**題目:** 將下方原文節選中自「我多次去過巴伐利亞的不少地方」起、至「和他的兒子),於是立刻滾鞍下馬納頭便拜。」止（含這兩處）的文字一字不改地抄錄出來。

我多次去過巴伐利亞的不少地方,此處不談風情獨特的慕尼黑或是中世紀小鎮盧騰堡,隻找一個小城分享。自2015年至疫情前,我幾乎每年都會參加慕尼黑的Electronica 和Productronica。2017年11月,在觀摩完慕尼黑電子展後,我帶著一個第一次來德國的同事走馬觀花地看了看紐倫堡和班貝格,然後把他送上了回慕尼黑的火車。我自己則重訪了30年前第一次出國時訪問的西門子醫療影像總部所在地,德國巴伐利亞洲的埃爾蘭根。
埃爾蘭根在紐倫堡以北20公裏,當時隻有大約五萬人口,隻有埃爾蘭根大學和西門子兩個大單位。我在90年代初期曾三次到埃爾蘭根培訓,前後加起來一共在那裏住了數月。我在那裏第一次見識了中國以外的世界,無論是對比於當時的中國,還是去柏林的途中看到的東西德之間巨大的反差,我自然受到強烈震撼,沒有意識到那已是垂死掙紮之資本主義的窮途末路。而現實中,從埃爾蘭根大學的圍棋高手Wanke教授,到銀號酒店的美女鄰居蘇珊娜,都讓我感受到普通德國民眾的善良和友好。當然我受到的西門子同事的關照和在慕尼黑大學留學的高中同學的招待自不必言。最為驚喜的是,一次和一個同事周末騎車去紐倫堡,半路上經過一個公交車站,看到了老少兩個亞裔人士在等車,我再看一眼,年長者居然是我的大學係主任張克潛教授(和他的兒子),於是立刻滾鞍下馬納頭便拜。

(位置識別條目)
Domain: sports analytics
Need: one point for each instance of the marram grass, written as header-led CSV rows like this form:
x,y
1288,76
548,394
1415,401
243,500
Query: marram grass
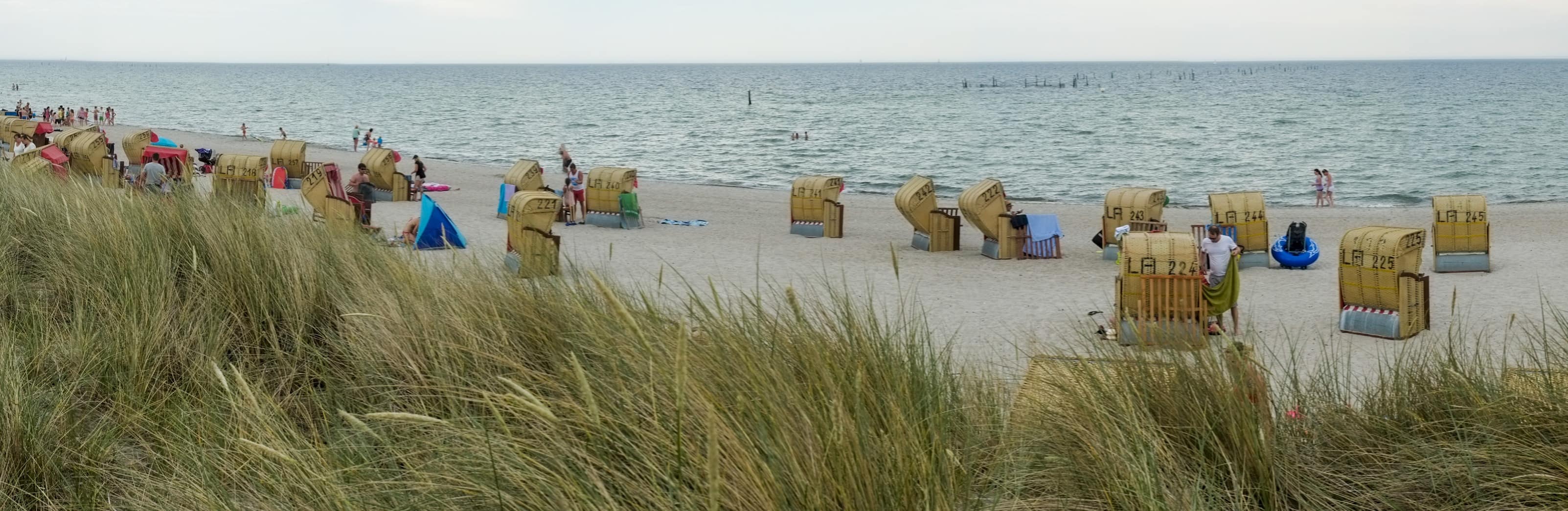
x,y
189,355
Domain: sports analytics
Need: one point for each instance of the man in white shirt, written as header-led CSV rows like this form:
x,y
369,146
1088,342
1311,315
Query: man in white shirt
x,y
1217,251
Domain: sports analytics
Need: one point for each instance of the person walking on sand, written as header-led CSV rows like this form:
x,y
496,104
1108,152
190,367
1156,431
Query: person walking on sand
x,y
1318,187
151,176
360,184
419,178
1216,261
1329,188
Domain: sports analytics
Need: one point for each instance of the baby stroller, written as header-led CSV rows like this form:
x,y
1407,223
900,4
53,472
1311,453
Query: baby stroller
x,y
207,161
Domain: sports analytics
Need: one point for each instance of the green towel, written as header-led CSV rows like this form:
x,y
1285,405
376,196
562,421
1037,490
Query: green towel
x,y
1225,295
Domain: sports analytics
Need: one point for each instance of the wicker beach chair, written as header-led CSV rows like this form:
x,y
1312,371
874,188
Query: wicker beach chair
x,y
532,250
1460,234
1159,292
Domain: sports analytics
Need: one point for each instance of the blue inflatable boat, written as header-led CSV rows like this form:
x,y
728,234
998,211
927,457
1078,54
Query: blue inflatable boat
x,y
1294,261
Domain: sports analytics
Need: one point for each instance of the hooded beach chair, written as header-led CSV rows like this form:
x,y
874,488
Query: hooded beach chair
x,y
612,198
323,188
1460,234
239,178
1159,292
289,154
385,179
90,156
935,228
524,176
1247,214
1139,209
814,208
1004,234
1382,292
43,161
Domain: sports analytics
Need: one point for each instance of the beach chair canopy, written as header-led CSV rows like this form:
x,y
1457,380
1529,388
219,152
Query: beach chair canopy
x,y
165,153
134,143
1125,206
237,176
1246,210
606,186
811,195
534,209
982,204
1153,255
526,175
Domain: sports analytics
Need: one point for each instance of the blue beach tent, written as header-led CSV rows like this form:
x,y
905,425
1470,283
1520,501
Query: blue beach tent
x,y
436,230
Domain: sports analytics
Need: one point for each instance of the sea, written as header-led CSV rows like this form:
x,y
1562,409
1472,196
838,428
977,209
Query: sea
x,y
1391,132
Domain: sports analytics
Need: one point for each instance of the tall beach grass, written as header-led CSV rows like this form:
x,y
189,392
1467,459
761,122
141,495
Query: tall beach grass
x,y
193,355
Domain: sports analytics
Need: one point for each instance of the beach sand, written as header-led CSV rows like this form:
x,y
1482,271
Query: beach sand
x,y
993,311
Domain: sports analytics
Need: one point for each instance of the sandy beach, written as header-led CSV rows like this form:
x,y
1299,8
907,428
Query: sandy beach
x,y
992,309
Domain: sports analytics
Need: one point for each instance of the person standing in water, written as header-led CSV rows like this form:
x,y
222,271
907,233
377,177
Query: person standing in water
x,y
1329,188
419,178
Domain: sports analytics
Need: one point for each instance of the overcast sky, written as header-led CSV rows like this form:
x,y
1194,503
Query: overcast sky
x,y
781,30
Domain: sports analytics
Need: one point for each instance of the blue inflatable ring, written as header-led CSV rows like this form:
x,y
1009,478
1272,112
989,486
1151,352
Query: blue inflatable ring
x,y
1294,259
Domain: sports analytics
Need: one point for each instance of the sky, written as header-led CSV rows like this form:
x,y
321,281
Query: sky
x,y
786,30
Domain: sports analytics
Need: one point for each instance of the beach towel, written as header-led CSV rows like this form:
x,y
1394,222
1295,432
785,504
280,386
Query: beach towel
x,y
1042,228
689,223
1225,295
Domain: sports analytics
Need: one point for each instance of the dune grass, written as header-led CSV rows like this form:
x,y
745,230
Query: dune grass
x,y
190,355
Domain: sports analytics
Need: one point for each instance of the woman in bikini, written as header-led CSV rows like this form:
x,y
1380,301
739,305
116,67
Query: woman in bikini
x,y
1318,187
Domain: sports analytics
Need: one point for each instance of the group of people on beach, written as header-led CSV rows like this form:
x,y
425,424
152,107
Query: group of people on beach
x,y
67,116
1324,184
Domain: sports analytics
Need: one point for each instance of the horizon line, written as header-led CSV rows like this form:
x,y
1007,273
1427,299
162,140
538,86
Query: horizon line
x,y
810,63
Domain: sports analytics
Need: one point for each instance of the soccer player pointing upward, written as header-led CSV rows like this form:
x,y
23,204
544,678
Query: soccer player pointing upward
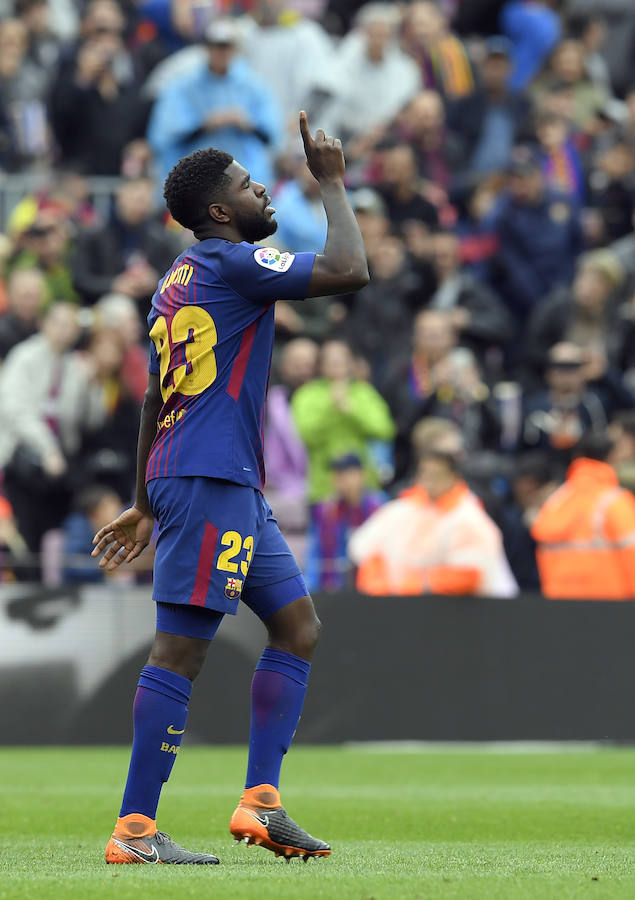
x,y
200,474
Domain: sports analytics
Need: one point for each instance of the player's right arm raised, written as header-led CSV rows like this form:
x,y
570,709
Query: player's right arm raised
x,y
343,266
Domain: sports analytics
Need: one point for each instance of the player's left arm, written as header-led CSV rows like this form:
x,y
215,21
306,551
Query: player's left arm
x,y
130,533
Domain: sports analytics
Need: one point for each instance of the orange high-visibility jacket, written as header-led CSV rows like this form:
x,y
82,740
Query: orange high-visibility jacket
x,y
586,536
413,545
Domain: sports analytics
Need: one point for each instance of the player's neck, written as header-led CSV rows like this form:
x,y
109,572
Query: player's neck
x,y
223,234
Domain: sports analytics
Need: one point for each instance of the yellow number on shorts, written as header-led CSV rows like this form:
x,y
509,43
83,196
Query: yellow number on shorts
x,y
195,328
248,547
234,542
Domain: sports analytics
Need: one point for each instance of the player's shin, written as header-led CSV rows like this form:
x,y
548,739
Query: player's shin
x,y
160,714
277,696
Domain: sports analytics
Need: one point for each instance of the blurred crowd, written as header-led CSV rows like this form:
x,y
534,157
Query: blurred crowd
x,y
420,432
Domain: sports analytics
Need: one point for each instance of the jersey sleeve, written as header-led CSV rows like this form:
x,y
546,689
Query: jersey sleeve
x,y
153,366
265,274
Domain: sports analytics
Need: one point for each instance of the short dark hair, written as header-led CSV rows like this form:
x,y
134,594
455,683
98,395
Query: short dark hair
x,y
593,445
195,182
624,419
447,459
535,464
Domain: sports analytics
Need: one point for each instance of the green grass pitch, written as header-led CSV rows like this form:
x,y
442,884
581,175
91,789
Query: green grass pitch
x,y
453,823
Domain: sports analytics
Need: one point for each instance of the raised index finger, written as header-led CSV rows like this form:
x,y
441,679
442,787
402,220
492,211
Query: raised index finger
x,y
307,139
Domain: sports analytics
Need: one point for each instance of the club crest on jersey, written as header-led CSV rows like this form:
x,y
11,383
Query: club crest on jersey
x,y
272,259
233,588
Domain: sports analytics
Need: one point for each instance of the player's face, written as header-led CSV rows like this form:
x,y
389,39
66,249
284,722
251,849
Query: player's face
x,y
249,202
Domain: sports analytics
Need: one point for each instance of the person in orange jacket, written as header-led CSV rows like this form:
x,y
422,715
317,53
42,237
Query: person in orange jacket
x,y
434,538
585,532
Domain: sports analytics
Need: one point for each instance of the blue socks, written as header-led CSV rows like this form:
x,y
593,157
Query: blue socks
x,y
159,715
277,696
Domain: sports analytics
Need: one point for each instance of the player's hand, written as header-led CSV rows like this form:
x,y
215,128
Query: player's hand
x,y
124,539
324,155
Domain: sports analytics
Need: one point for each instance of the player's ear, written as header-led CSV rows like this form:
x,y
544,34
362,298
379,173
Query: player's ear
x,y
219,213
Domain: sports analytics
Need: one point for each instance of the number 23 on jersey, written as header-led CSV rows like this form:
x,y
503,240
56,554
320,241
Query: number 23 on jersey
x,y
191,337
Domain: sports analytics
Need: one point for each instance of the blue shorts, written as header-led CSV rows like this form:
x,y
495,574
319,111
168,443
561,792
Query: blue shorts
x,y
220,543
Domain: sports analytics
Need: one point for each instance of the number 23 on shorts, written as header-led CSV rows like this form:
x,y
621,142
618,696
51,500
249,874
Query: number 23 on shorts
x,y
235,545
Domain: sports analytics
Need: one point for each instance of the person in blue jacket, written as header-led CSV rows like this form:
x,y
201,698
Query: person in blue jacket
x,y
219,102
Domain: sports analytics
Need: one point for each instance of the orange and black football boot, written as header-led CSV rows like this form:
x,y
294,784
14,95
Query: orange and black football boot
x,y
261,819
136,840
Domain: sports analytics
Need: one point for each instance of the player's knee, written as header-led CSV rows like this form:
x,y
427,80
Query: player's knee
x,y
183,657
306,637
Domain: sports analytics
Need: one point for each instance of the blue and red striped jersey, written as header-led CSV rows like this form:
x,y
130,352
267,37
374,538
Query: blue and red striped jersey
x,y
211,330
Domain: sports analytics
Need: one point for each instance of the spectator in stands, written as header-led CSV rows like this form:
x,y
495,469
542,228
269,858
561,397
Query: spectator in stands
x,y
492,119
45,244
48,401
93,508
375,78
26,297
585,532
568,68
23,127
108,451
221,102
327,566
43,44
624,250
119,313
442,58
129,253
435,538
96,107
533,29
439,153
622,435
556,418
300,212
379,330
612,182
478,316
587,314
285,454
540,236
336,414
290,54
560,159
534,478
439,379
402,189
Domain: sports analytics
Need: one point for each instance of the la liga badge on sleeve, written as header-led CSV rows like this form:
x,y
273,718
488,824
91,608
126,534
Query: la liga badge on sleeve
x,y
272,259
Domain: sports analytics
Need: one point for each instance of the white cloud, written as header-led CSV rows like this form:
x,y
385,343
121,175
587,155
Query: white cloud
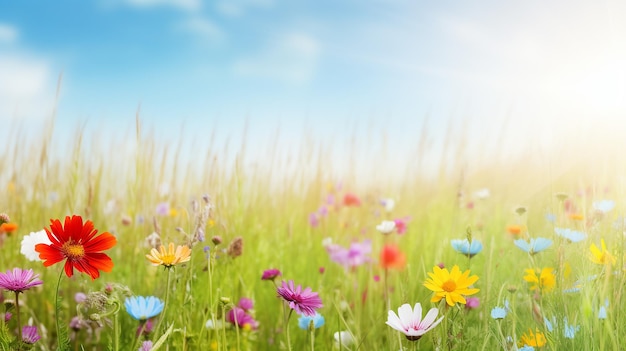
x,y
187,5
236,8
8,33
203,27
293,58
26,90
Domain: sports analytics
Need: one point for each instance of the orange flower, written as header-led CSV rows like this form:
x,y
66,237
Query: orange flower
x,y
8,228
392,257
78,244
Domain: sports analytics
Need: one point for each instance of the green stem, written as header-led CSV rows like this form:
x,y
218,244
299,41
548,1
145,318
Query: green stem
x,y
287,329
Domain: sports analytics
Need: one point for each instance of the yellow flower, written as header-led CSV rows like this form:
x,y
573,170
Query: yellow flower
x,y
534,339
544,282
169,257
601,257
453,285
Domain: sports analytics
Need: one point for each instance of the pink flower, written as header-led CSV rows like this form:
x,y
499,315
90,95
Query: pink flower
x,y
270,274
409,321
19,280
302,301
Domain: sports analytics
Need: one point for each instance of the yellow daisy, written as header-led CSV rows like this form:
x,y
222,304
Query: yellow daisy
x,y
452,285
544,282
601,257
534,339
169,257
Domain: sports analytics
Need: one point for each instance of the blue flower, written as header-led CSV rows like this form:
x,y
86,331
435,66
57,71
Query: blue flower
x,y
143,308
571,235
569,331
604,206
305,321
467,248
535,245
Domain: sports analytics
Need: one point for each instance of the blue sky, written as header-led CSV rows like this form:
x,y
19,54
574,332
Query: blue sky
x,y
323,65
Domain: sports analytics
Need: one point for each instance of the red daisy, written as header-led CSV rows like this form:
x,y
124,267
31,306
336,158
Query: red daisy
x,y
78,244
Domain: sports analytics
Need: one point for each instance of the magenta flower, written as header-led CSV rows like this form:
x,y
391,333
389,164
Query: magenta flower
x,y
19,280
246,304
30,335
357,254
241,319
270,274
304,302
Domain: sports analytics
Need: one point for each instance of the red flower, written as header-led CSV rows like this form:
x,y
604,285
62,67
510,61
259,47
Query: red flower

**作答:**
我多次去過巴伐利亞的不少地方,此處不談風情獨特的慕尼黑或是中世紀小鎮盧騰堡,隻找一個小城分享。自2015年至疫情前,我幾乎每年都會參加慕尼黑的Electronica 和Productronica。2017年11月,在觀摩完慕尼黑電子展後,我帶著一個第一次來德國的同事走馬觀花地看了看紐倫堡和班貝格,然後把他送上了回慕尼黑的火車。我自己則重訪了30年前第一次出國時訪問的西門子醫療影像總部所在地,德國巴伐利亞洲的埃爾蘭根。
埃爾蘭根在紐倫堡以北20公裏,當時隻有大約五萬人口,隻有埃爾蘭根大學和西門子兩個大單位。我在90年代初期曾三次到埃爾蘭根培訓,前後加起來一共在那裏住了數月。我在那裏第一次見識了中國以外的世界,無論是對比於當時的中國,還是去柏林的途中看到的東西德之間巨大的反差,我自然受到強烈震撼,沒有意識到那已是垂死掙紮之資本主義的窮途末路。而現實中,從埃爾蘭根大學的圍棋高手Wanke教授,到銀號酒店的美女鄰居蘇珊娜,都讓我感受到普通德國民眾的善良和友好。當然我受到的西門子同事的關照和在慕尼黑大學留學的高中同學的招待自不必言。最為驚喜的是,一次和一個同事周末騎車去紐倫堡,半路上經過一個公交車站,看到了老少兩個亞裔人士在等車,我再看一眼,年長者居然是我的大學係主任張克潛教授(和他的兒子),於是立刻滾鞍下馬納頭便拜。